▶ [Document section]
You don't share that view.  Given that, I don't think I have any more that I can usefully bring to this conversation.  If I'm incorrect in that, please correct me.  Otherwise, thanks for bearing with me.

Matt Snyder

QuoteUm, since you were actually the most recent example I had in mind when I typed that, I decided not to be more specific. I guess in order to stay within the range of public decency, I have to say, "Disclose as you see fit," because you're exhibit A, if you want to be.

Understood. Concrete example indeed!

My only comment right now is that I haven't been able to date to put that situation into context as it relates to my role-playing hobby especially well. I believe I have a solid grasp of the larger, more personal issues, but thinking of it in this new light is instructive.
Matt Snyder
www.chimera.info

"The future ain't what it used to be."
--Yogi Berra

Walt Freitag

Since this apparently isn't a debate anyway, I'm just going to post my own very different -- but not at all contradictory -- observations. My perspective: I'm half a decade older than Ron. I may very well be one of the older gamers he referred to, who avoided the damage. In any event, I believe I did avoid the damage. Or at least, that particular type of damage. I started playing D&D in my junior year of high school (early 78) and founded a role playing game club (and began my first GMing) in my freshman year in college (late 79).

▶ [Exercise 1] Name every person mentioned in the forum discussion about role-playing above.
▶ [Exercise 2] Continue the forum discussion about role-playing above, picking up right after its final sentence.

▶ [Data records]
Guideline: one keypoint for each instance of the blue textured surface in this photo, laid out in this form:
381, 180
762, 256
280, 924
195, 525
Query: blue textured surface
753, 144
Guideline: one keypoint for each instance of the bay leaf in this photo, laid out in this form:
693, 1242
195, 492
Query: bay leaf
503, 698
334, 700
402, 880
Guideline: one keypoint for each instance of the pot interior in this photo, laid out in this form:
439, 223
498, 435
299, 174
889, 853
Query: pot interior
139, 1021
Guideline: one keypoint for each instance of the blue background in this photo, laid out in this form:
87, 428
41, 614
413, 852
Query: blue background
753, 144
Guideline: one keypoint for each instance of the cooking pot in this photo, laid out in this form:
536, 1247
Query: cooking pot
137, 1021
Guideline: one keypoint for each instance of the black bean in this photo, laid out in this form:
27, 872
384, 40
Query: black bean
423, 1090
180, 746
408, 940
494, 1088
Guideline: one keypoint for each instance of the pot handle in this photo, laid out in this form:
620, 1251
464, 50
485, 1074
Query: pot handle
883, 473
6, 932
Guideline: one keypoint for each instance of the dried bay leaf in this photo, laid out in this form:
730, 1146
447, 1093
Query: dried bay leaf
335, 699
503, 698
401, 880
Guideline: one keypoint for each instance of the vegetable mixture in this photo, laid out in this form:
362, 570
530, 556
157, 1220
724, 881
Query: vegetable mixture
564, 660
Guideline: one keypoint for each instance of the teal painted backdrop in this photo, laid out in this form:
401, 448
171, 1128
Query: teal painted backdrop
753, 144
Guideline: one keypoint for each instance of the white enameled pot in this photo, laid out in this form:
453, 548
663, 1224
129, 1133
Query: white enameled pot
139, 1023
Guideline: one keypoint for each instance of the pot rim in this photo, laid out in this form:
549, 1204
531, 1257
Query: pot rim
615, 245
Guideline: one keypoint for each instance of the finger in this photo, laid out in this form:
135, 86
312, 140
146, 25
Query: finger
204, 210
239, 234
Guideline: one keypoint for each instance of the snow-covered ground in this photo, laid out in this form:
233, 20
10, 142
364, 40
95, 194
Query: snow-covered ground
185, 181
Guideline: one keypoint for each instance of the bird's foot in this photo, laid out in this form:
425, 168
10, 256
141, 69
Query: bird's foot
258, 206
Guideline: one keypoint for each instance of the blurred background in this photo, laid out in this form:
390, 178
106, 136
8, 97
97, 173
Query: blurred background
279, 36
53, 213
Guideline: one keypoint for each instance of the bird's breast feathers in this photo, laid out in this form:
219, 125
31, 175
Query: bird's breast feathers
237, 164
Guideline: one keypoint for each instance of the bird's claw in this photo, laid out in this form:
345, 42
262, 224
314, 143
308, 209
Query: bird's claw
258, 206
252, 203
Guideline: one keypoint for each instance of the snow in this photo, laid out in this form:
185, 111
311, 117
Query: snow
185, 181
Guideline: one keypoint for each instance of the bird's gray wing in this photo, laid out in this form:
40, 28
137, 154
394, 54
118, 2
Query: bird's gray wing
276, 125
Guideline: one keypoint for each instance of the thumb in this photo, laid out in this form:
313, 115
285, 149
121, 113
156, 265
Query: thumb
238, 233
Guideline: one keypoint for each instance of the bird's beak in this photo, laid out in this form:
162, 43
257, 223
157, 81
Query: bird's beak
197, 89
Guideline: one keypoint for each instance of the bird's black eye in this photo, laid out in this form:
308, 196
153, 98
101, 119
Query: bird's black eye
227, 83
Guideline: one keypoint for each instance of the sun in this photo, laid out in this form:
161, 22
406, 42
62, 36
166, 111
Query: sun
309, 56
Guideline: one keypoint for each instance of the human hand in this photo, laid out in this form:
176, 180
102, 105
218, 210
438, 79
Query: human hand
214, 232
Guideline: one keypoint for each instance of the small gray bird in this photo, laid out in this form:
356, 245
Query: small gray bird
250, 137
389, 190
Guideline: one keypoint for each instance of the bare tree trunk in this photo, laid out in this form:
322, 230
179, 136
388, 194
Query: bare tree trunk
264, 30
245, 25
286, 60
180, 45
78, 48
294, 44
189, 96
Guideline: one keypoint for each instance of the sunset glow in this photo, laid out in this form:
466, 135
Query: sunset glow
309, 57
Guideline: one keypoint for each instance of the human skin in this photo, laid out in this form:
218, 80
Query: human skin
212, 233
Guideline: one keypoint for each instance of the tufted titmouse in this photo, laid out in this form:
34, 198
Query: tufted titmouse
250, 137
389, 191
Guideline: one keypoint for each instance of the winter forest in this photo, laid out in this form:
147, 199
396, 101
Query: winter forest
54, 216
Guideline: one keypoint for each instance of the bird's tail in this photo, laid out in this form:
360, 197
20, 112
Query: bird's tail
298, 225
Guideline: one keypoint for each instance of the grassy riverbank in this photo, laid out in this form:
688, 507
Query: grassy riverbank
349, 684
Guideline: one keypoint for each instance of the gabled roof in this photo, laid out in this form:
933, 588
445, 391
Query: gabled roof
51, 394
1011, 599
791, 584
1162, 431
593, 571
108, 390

▶ [Exercise answer 1]
Matt Snyder
Yogi Berra
Walt Freitag
Ron

▶ [Exercise answer 2]
At the outset, role playing and dungeon crawling were pretty much synonymous. I've posted elsewhere in defense of dungeon crawls, about how dungeon crawling is uniquely functional in ways that quickly get lost when the focus shifts to adventures built around "stories." Also, in those days, the do-it-yourself spirit concerning rule systems was still predominant (though it went from a necessity to an option with the publication of the AD&D 1e hardcovers), and was still to some degree being actively encouraged by TSR and game-accessories publishers (though that changed completely, very soon thereafter). (The DIY spirit that I'm referring to is not the "golden rule" as applied in forceful play; it's more like "agree to your own rules and stick to them.") The official modules were predominantly dungon maps that deliberately avoided linearity. Story was limited mostly to frame story (how the PCs learn about the dungeon, mostly), easy to modify or ignore. Typical play aids also included catalogs of "things to put in your dungeon" such as All The World's Monsters, Grimtooth's Traps, and articles in the Wild Hunt APA and Dragon magazine along the lines of "20 new magic potions." Also stuff that no one could figure out what it was good for, such as "dungeon geomorphs" (sheets covered with unlabeld dungeon floor plans)

What I'm building up to is this: as unbelievable as it seems, and as clueless as it might make me look -- I played D&D for a year before any notion that role playing had anything to do with stories or storytelling crossed my mind.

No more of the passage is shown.